__Exercise requirements__
**1.** In the review, what are the answers to the questions below? Answer each on its own line, marked to match.
(a) Whose earlier discography does Fujioka's team build on?
(b) About how many album covers appear as small reproductions in the Coltrane discography?
(c) What instrument does Mike Heffley play?
**2.** Can you transcribe the stretch of the review from "Though these three" through "a musical community."?
**3.** Do these statements agree with the review? For each, answer yes or no and quote the words from the review that decide it.
(a) The Coltrane discography lists only U.S. and European issues.
(b) Heffley's discussion of the music in the second half is organized chronologically within each chapter.
(c) The reviewer approves of including preliminary notes taken while listening to the solo recordings.
+++ Page +++
Though these three books center on players whose lives and music are interconnected in various ways, they are dramatically different in focus and style. The first is a discography, the second a detailed tour through a man’s philosophy and music, the third a chronology of a musical community.

The Coltrane discography is a magnificent achievement. It should be the standard of excellence against which all future discographies are compared for comprehensiveness, ease of use and visual attractiveness. Fujioka’s team has listed all known U.S., European, Japanese and Korean issues of Coltrane’s music, in every recording format. They base their work on David Wild’s fine discography of the 1970s and early 1980s, but add much information that has surfaced since then (additional recording dates, additional takes from known recording dates, information on how some Miles Davis recordings were spliced together, and so on). The excellently reproduced photos (many of them full page) and the small reproductions of about 700 album covers offer a strong visual impact. I cannot begin to do justice to this important work in a brief review; anyone interested in discography and/or Coltrane should consider buying it.

Mike Heffley, a trombonist who has performed with Anthony Braxton, is passionately devoted to Braxton’s music. He also shares his musical hero’s love of using graphics to represent concepts and compositions, and of flowery metaphor-filled language to describe them. Heffley devotes the first 200 pages to musings about history from ancient Egyptian times to the present, and to an explanation of books and liner notes written by Braxton. In the second half he discusses the music, with separate chapters devoted to solo, duet, trio, quartet and large ensemble recordings, each organized chronologically. I question the value of including preliminary notes taken while listening to the solo recordings, and I wish some of the prose were leaner. But fans of this music will enjoy this latest addition to the growing Braxton bibliography.
+++ Dataset records +++
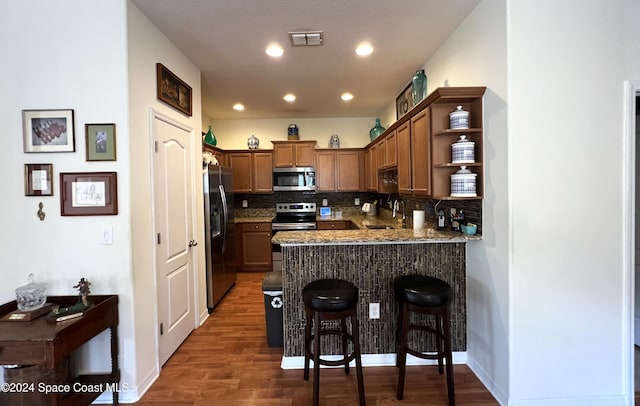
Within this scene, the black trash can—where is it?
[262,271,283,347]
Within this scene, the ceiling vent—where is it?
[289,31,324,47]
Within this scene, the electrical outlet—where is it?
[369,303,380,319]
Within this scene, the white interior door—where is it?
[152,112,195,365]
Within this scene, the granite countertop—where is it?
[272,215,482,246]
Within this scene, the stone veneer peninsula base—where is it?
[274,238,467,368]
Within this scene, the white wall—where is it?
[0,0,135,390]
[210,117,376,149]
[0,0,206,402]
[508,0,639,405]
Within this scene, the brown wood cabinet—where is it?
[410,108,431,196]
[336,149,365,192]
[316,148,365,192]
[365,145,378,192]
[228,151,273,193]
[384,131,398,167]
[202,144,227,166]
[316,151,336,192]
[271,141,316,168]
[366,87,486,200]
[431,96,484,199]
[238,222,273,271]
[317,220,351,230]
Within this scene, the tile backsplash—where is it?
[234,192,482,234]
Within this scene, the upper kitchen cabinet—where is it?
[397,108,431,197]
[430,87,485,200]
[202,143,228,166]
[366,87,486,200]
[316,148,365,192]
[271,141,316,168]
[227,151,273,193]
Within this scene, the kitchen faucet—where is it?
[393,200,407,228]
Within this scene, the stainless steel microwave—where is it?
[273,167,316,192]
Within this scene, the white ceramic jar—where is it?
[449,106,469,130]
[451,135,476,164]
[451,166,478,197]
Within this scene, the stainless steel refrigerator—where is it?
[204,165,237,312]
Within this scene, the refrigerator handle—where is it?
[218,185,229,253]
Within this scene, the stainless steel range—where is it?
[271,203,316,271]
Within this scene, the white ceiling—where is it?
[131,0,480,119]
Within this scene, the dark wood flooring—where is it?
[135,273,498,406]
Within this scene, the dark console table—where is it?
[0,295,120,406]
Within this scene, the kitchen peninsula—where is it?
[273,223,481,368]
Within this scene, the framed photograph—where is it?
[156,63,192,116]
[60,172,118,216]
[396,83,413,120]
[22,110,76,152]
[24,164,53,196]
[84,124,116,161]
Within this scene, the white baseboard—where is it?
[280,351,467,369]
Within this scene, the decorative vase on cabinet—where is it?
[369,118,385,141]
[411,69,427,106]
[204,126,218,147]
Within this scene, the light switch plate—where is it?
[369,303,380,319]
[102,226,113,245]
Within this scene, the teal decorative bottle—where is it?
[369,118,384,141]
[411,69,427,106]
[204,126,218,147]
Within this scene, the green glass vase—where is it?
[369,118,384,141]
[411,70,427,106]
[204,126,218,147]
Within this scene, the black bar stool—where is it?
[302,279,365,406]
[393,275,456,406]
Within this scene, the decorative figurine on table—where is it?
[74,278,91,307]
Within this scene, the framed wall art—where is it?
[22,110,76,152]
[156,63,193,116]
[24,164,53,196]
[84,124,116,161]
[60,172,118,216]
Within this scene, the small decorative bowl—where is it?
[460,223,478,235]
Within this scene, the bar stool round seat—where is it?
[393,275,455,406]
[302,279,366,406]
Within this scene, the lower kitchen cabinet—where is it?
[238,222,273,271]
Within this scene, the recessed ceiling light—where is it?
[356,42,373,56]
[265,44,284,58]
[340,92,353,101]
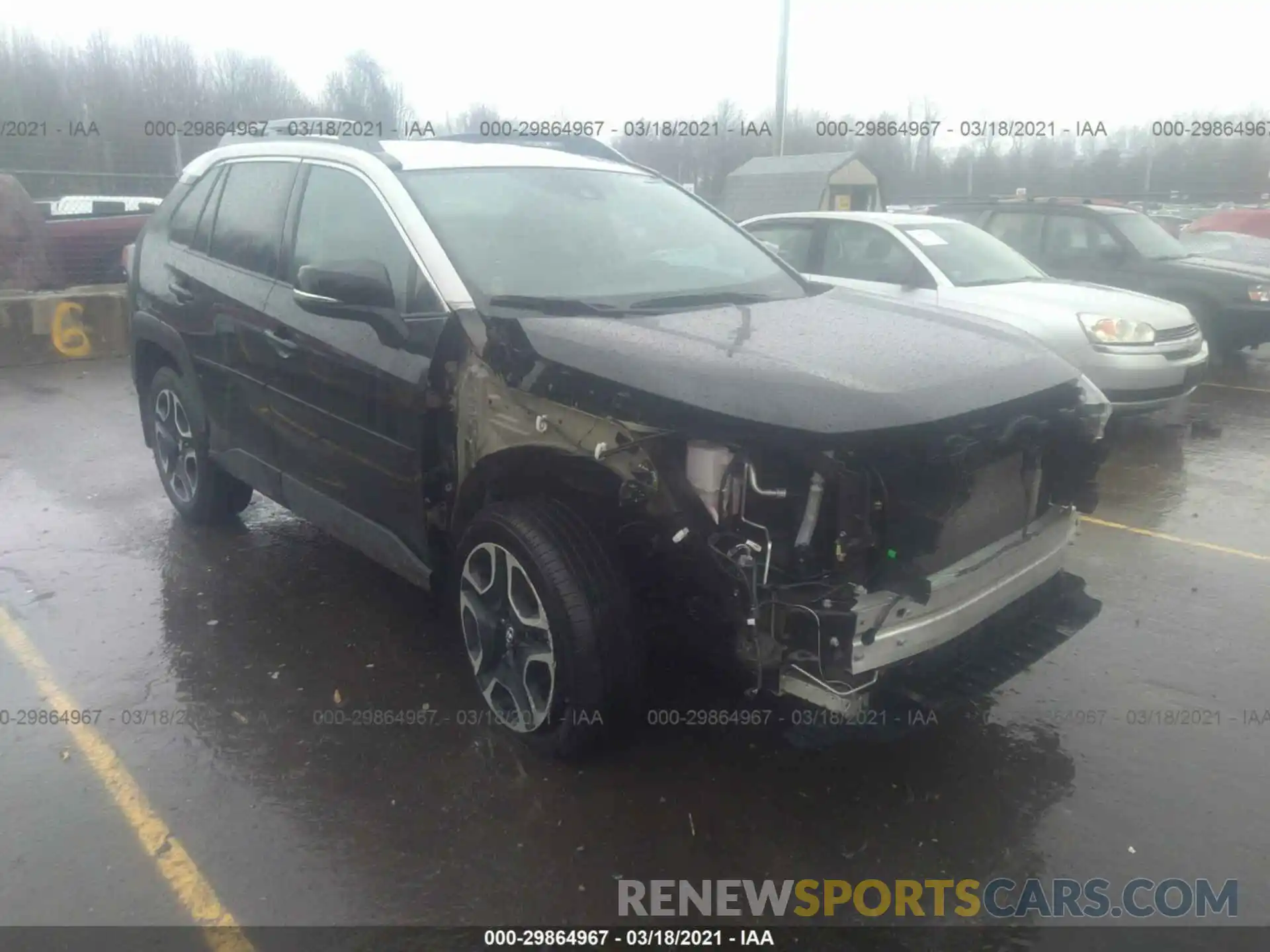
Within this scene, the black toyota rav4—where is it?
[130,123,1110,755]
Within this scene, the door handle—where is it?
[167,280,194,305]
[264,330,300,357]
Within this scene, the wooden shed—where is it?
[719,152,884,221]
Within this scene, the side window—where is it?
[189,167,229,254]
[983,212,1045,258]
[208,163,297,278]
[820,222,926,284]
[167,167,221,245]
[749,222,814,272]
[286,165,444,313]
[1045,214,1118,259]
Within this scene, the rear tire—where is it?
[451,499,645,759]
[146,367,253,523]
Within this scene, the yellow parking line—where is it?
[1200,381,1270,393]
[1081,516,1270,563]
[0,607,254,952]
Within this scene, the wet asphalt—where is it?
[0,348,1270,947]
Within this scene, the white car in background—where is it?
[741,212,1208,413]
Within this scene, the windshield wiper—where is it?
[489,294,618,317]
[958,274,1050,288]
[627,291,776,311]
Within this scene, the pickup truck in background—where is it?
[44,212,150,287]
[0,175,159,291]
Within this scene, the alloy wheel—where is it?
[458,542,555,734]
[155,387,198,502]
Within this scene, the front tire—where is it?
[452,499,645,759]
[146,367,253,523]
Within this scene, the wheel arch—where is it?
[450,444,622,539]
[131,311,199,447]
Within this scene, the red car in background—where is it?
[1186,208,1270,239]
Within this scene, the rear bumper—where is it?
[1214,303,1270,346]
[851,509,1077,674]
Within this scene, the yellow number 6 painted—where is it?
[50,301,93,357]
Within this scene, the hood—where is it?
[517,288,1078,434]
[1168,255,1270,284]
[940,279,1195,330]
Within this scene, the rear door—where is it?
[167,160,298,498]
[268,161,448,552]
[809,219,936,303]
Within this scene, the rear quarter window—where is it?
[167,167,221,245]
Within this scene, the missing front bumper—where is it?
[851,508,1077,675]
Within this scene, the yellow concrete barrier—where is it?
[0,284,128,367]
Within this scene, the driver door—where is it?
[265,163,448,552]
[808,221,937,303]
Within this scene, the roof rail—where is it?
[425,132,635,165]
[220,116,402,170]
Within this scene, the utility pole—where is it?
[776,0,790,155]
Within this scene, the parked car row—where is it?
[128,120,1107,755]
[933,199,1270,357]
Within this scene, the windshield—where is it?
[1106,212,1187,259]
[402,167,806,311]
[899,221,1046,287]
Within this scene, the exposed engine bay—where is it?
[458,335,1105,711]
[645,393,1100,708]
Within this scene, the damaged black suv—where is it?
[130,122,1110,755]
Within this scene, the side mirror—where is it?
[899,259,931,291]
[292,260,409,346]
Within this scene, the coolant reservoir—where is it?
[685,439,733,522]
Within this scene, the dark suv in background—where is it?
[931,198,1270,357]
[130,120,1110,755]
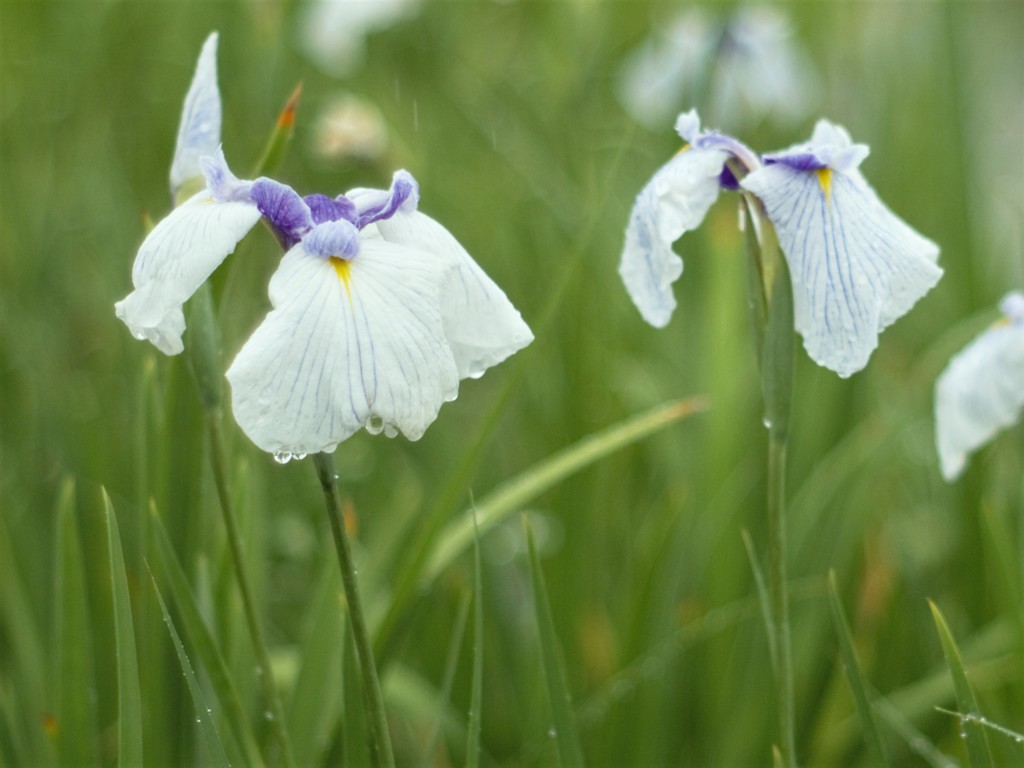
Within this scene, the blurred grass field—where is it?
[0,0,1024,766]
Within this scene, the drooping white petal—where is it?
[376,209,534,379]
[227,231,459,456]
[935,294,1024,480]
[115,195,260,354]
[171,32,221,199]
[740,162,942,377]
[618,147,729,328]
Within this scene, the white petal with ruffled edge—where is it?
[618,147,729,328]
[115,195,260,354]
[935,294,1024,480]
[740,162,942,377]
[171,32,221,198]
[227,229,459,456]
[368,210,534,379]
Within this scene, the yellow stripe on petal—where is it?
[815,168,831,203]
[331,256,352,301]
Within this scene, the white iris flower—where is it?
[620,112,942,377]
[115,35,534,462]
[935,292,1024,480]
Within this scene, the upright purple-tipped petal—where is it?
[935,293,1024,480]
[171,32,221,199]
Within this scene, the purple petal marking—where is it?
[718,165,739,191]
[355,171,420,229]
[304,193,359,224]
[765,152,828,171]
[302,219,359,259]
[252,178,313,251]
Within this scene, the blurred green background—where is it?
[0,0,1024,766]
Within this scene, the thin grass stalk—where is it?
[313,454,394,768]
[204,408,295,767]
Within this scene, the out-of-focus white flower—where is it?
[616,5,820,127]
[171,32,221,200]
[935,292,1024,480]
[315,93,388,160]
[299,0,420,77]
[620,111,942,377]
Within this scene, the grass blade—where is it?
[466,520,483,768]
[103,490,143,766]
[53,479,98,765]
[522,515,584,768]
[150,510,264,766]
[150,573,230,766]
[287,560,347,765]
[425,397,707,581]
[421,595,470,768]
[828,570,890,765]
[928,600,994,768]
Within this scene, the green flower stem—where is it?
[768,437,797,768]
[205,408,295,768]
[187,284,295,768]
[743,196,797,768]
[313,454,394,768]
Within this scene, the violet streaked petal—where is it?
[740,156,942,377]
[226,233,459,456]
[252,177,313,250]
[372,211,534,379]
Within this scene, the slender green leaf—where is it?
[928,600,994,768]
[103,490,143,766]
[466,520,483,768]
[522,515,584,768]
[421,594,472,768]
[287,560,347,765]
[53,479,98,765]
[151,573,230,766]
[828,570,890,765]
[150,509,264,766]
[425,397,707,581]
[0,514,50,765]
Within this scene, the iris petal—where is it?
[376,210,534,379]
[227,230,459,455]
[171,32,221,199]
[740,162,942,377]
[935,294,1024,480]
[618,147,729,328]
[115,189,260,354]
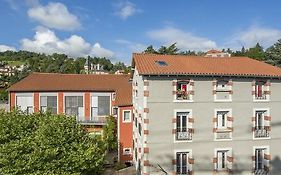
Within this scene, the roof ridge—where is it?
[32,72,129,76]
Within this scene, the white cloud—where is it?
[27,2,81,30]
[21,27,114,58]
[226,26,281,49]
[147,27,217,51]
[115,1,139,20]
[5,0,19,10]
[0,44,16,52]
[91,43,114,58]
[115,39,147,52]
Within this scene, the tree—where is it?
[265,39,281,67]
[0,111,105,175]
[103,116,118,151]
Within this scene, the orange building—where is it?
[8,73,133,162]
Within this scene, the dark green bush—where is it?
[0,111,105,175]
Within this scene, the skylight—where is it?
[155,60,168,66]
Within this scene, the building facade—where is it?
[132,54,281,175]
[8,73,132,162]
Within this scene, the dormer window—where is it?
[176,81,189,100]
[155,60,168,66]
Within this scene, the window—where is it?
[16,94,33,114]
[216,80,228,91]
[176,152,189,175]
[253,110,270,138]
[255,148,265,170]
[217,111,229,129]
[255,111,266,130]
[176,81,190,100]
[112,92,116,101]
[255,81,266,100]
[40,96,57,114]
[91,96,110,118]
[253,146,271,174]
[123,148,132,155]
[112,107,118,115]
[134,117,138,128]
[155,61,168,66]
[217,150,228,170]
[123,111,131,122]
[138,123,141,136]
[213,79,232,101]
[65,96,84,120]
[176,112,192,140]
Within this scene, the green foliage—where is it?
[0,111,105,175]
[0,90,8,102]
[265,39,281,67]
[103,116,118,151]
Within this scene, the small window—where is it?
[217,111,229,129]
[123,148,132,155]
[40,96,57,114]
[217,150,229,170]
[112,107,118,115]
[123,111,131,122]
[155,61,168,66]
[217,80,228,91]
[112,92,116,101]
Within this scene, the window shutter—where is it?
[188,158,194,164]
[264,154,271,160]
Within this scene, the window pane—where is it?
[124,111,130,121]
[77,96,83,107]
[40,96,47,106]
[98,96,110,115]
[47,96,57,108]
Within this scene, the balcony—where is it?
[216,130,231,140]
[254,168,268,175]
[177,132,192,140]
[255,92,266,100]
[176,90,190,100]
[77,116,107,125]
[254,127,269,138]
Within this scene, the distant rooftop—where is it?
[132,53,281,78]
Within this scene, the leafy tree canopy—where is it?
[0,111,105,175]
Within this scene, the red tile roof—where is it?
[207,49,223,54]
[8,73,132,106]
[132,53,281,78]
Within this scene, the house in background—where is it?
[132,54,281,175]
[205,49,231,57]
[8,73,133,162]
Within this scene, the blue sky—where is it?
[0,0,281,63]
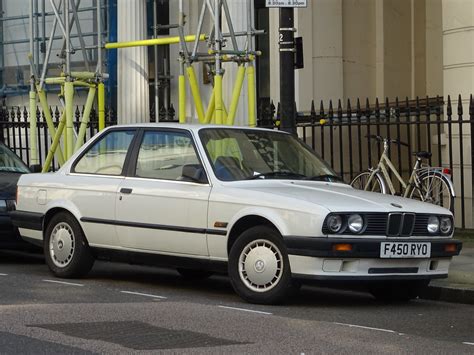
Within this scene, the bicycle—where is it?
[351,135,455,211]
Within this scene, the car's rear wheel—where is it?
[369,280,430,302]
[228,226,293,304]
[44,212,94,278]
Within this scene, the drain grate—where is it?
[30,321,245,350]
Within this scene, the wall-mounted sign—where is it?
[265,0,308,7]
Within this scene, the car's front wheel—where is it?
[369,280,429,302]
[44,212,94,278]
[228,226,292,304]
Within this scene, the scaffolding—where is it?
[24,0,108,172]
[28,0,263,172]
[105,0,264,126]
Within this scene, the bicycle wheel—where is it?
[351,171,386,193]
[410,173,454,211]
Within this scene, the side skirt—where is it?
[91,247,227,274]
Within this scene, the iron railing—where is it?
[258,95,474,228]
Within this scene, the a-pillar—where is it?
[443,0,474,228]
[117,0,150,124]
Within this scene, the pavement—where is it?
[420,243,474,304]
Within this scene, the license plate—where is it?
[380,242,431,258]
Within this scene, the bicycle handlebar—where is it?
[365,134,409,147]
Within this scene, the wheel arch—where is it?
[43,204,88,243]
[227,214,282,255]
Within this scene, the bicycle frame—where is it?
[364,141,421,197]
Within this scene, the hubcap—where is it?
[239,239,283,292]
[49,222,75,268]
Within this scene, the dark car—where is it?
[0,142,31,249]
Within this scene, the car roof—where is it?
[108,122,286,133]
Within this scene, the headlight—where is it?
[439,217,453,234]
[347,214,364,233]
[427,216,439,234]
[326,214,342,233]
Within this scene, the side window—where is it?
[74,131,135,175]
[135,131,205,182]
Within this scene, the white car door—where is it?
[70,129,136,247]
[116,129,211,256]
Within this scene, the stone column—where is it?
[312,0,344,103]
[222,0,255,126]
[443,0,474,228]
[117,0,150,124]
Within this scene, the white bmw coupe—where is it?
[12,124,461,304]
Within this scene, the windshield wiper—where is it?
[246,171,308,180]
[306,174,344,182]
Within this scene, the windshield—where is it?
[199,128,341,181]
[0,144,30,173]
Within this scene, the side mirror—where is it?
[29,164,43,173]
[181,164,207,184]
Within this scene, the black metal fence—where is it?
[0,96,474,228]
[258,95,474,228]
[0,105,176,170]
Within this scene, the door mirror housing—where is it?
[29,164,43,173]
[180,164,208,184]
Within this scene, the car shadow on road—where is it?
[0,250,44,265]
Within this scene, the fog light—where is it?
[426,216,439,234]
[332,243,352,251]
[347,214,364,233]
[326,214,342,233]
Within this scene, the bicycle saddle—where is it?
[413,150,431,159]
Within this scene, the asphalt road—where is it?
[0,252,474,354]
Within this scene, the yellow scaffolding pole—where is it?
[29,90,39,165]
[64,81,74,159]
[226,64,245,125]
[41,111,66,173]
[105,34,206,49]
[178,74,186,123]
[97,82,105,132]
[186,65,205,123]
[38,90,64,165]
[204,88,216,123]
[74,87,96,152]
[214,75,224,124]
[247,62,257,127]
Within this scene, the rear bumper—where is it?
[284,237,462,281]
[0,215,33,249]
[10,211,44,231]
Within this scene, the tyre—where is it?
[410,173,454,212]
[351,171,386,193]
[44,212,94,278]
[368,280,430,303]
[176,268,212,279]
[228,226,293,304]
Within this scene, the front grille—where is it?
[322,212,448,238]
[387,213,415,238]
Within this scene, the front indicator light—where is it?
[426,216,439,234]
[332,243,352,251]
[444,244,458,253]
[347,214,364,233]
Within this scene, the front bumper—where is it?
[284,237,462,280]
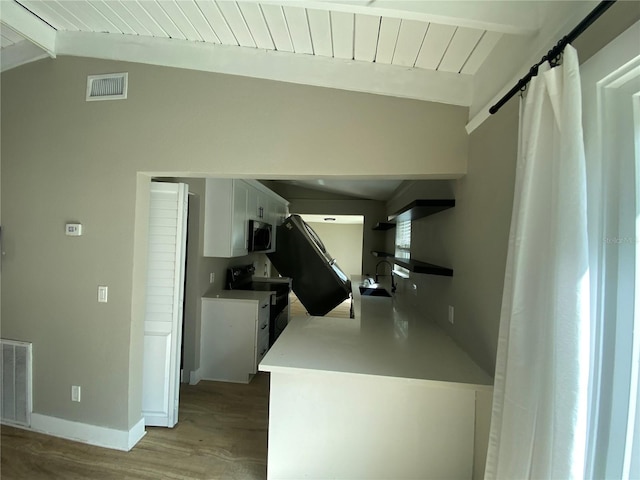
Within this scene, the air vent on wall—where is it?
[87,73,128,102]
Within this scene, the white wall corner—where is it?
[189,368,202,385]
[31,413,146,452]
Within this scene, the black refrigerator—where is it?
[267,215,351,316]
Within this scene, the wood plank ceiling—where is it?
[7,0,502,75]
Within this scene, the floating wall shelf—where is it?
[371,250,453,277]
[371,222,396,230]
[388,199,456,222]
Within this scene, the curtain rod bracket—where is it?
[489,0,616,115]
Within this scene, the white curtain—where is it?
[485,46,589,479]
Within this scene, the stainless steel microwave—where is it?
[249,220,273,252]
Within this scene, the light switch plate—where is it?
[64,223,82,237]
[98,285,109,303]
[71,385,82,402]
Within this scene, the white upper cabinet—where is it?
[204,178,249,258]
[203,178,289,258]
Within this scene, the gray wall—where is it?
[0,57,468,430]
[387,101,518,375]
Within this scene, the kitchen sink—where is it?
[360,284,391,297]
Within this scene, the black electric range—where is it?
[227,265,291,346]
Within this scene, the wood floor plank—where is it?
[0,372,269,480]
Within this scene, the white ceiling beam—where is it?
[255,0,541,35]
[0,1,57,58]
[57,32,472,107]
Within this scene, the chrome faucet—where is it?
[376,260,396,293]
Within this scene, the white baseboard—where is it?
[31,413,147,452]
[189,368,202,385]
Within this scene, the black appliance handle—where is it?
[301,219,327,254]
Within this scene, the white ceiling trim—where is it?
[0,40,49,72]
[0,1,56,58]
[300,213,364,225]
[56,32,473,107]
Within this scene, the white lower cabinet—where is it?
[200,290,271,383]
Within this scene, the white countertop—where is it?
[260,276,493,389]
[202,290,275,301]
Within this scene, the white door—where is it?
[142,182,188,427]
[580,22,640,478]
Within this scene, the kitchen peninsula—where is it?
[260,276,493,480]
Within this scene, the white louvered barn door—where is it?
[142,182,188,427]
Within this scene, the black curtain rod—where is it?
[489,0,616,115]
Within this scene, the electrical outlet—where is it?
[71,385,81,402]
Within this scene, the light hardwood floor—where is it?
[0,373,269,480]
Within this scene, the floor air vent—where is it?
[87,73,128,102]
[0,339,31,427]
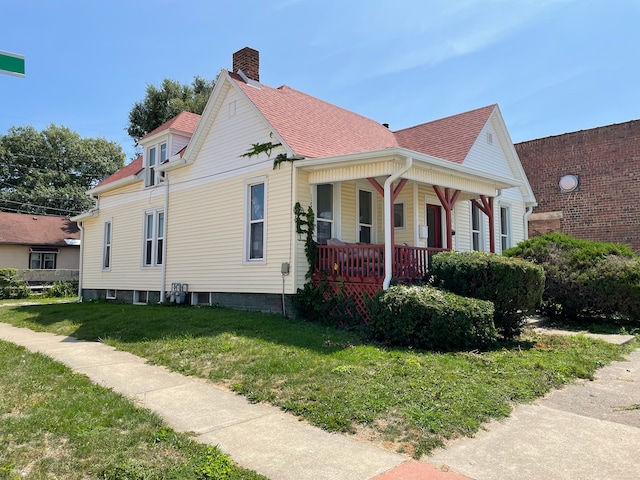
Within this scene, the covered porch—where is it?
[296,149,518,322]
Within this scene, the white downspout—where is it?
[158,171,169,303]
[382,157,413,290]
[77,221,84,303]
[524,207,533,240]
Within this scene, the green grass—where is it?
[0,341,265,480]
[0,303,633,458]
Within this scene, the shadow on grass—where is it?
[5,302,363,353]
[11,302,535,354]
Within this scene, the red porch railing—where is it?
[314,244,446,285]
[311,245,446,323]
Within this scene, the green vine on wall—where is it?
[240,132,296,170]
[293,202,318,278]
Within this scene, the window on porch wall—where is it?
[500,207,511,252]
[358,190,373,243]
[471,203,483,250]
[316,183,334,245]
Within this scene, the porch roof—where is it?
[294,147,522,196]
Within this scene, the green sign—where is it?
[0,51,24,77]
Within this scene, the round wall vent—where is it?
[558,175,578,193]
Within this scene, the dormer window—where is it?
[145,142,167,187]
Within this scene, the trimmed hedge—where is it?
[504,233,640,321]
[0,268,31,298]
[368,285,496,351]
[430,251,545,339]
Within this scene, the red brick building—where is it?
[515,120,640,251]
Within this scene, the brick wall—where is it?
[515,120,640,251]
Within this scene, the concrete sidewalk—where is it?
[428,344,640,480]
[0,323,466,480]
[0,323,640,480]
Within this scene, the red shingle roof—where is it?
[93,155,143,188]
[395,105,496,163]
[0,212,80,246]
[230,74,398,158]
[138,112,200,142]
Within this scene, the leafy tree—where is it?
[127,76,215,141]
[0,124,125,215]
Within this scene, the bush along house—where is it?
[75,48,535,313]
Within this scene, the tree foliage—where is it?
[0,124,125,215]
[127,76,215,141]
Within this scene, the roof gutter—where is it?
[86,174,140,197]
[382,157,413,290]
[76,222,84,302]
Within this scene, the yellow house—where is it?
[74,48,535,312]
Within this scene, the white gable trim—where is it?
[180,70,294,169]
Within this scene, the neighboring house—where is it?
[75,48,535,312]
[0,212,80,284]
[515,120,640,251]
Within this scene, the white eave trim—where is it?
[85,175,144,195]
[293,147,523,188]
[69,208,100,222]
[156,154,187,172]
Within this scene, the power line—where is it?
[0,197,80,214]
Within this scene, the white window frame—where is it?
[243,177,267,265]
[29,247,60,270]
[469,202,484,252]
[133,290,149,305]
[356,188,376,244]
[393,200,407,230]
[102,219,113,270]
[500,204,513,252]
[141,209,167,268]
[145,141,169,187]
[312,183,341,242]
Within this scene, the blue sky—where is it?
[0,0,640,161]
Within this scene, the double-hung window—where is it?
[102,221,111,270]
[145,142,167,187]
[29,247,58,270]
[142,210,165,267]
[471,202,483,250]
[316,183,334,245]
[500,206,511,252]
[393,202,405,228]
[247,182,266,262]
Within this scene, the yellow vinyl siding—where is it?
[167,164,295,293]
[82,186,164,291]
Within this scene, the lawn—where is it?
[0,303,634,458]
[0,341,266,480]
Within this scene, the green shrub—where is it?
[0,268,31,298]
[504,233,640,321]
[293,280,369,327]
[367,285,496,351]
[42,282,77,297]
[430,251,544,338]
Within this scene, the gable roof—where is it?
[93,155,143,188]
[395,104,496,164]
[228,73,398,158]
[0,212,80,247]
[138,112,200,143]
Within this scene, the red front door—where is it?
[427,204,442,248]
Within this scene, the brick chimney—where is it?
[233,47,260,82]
+++
__Expected results__
**1.**
(a) David Wild's
(b) About 700
(c) Trombone

**2.**
Though these three books center on players whose lives and music are interconnected in various ways, they are dramatically different in focus and style. The first is a discography, the second a detailed tour through a man’s philosophy and music, the third a chronology of a musical community.

**3.**
(a) No: "Fujioka’s team has listed all known U.S., European, Japanese and Korean issues of Coltrane’s music, in every recording format."
(b) Yes: "with separate chapters devoted to solo, duet, trio, quartet and large ensemble recordings, each organized chronologically."
(c) No: "I question the value of including preliminary notes taken while listening to the solo recordings"